— Task brief —
Pull out every line below containing the word "shoe".

(Beginning of Provided data)

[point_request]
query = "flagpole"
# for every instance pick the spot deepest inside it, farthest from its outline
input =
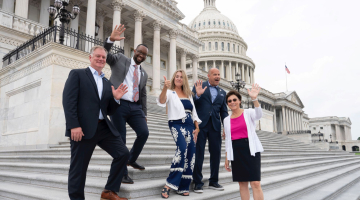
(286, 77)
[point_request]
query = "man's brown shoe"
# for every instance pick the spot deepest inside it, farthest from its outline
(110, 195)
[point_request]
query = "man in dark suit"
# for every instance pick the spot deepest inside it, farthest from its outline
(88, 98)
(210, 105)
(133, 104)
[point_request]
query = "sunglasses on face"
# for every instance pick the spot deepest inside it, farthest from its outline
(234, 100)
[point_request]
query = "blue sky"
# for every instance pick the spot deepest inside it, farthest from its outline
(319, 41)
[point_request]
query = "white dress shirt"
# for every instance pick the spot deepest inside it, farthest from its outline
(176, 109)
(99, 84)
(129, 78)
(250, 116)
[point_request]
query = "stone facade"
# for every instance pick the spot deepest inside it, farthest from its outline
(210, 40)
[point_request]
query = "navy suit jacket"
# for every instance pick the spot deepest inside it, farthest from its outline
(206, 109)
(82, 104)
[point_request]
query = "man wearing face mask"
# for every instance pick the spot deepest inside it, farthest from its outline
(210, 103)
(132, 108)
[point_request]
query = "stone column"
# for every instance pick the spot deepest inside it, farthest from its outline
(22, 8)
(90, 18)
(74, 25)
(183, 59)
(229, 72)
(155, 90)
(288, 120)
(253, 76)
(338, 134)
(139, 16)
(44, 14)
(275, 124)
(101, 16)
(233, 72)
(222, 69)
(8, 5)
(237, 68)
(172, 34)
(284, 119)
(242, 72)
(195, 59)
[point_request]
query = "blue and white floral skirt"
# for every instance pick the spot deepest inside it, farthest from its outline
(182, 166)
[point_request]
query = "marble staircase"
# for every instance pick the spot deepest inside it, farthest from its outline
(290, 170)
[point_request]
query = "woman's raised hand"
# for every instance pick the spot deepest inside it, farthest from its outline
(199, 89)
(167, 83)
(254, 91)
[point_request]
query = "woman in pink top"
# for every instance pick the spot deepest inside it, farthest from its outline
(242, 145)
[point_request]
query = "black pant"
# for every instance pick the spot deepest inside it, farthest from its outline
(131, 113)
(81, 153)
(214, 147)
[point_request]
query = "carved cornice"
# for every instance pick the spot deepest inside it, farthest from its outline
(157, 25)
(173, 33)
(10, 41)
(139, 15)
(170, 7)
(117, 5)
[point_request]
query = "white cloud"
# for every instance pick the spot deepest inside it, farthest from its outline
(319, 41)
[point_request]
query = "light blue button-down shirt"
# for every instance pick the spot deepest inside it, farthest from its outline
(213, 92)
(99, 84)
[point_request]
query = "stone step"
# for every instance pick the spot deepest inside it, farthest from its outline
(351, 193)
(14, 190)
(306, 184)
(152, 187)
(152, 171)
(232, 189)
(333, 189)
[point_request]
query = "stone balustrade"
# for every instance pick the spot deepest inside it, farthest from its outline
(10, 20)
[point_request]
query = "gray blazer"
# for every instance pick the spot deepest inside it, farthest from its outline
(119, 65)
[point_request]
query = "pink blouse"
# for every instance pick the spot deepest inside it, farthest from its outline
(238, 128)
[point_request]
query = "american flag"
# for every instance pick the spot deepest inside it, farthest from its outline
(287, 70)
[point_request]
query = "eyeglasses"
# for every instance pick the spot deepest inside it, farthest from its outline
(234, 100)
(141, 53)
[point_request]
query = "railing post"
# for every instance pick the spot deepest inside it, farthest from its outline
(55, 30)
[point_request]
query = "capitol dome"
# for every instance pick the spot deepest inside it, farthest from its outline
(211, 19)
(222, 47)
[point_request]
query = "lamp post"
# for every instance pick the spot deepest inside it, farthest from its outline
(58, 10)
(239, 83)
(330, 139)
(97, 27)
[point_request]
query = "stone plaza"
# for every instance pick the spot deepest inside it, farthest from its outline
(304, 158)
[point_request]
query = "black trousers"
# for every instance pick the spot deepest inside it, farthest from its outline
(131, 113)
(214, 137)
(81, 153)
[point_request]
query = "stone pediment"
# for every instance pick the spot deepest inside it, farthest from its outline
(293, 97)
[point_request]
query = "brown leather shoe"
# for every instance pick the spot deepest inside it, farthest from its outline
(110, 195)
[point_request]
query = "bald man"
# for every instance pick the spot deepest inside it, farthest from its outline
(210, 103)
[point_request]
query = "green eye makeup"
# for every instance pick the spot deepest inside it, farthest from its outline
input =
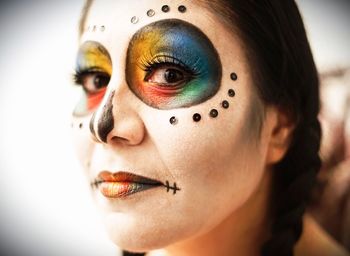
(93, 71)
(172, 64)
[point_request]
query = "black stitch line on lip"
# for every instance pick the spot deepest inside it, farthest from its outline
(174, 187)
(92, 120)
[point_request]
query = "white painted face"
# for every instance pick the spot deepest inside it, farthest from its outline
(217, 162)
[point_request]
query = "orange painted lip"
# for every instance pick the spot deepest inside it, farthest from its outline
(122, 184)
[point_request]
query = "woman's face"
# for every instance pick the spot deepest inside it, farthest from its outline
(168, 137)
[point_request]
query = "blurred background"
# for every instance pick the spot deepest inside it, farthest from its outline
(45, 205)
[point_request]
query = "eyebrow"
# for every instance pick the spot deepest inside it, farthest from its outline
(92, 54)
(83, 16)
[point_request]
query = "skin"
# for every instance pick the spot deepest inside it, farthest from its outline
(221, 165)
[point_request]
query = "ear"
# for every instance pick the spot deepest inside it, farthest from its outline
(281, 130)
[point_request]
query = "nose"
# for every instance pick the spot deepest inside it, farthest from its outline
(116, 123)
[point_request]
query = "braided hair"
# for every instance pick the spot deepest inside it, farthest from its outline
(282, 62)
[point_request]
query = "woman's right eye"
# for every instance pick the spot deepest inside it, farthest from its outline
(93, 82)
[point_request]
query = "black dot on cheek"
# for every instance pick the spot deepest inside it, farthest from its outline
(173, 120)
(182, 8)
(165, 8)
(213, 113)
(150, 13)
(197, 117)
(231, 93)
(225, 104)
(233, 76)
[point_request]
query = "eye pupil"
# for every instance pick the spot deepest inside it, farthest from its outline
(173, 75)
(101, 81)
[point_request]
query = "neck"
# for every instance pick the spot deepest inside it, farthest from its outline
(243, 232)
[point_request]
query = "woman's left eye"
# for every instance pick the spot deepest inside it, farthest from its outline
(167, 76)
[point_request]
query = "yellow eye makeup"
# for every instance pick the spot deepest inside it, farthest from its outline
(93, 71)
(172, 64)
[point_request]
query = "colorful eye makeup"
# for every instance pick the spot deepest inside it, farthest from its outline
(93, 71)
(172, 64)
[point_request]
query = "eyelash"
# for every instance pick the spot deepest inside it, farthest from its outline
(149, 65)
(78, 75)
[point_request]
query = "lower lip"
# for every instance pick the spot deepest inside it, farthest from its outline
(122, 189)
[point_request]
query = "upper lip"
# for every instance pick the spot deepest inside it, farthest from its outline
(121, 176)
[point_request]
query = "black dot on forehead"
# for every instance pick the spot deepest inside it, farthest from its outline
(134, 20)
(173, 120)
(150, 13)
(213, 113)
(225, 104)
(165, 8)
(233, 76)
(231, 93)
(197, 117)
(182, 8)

(End of Provided data)
(Beginning of Provided data)

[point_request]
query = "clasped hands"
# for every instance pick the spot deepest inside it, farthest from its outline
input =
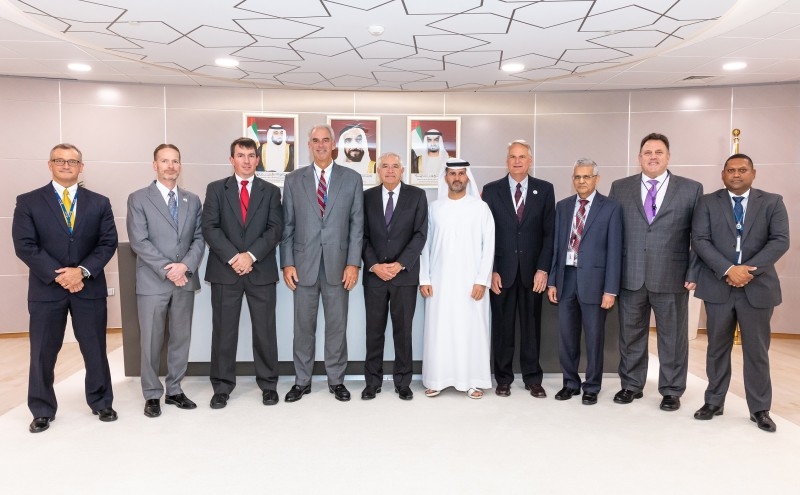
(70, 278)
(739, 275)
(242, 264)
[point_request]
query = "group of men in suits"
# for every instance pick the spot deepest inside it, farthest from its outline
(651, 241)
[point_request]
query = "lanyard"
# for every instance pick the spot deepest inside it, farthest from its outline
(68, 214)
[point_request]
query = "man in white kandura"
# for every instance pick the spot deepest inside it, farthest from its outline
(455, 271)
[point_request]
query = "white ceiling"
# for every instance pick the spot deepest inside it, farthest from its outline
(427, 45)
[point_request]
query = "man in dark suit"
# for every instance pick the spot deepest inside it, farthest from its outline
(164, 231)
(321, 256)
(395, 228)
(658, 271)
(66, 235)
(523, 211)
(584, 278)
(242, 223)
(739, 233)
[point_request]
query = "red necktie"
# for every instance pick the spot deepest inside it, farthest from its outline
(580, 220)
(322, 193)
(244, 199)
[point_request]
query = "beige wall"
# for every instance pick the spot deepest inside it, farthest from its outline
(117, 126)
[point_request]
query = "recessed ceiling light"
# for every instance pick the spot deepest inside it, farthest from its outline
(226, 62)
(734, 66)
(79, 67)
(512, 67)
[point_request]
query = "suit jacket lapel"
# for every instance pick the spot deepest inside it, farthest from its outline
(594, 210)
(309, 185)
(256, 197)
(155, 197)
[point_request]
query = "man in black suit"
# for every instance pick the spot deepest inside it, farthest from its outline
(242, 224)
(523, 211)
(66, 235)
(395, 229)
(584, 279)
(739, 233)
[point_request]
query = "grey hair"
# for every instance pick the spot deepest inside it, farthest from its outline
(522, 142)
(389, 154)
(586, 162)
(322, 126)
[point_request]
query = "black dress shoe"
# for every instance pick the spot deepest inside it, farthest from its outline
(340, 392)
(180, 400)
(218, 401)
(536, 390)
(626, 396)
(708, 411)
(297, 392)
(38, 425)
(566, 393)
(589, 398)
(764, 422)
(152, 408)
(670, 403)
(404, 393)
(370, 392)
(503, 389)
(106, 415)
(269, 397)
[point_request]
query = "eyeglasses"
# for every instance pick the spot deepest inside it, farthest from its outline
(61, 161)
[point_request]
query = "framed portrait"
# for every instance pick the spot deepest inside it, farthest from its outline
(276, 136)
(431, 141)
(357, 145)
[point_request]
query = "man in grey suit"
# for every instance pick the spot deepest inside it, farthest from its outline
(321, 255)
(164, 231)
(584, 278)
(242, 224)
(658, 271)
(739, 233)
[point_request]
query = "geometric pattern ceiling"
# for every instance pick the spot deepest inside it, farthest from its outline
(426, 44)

(End of Provided data)

— Answer section —
query = "man's brown shoe"
query = "brown leather shoe"
query = "black dress shoe"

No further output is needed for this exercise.